→ **What is needed**: Rewrite every item with "green sneaker" switched to "red sneaker", changing nothing else, and leave the pictures out of your answer.

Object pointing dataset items

....

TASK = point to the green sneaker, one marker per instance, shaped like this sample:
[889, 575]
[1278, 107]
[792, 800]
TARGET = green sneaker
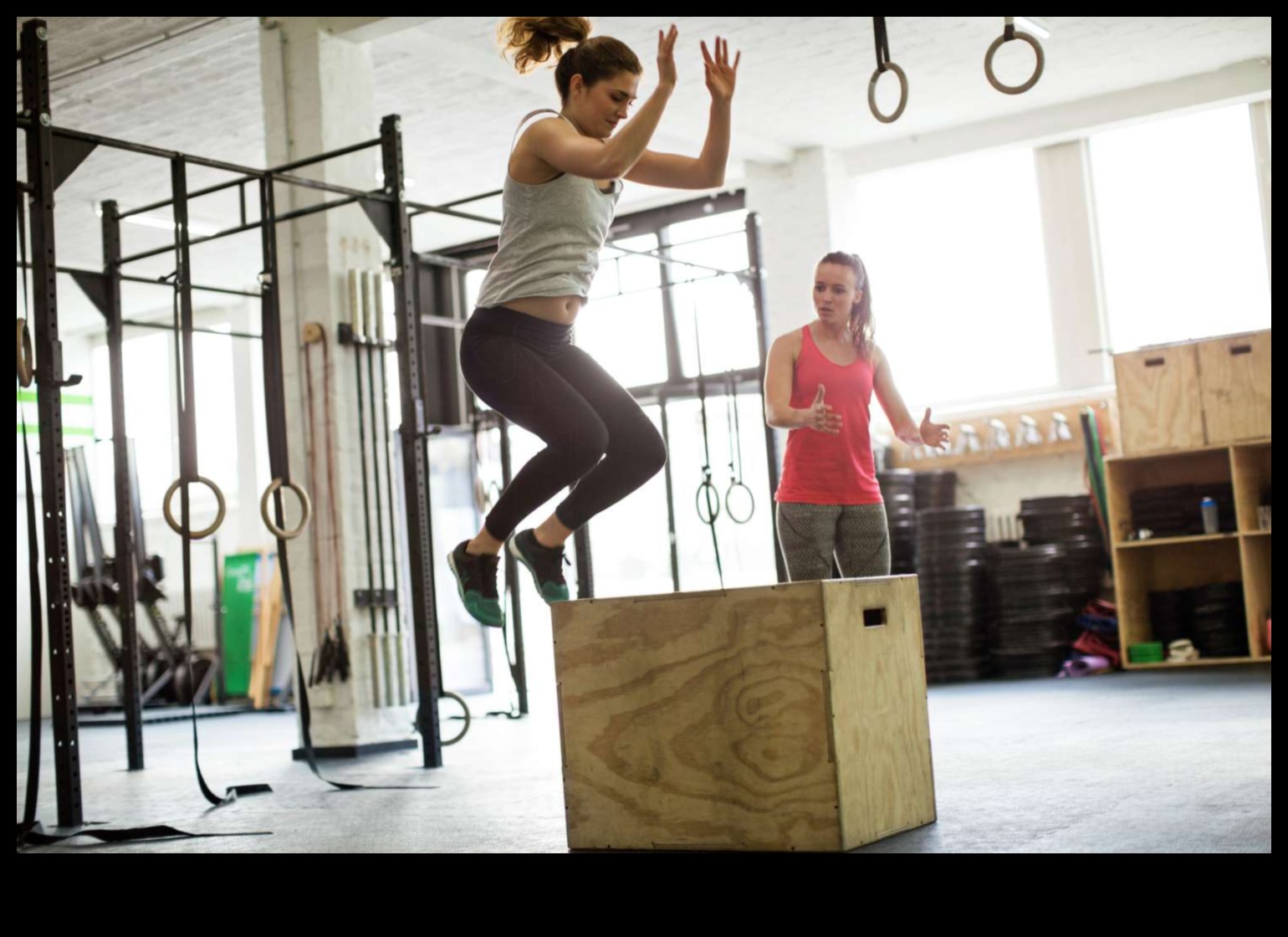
[545, 565]
[476, 581]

....

→ **Response**:
TASK = point to the red sneaker, one marker per instance, shaped like this sample:
[889, 575]
[1278, 107]
[792, 800]
TARGET = red sneaker
[545, 565]
[476, 581]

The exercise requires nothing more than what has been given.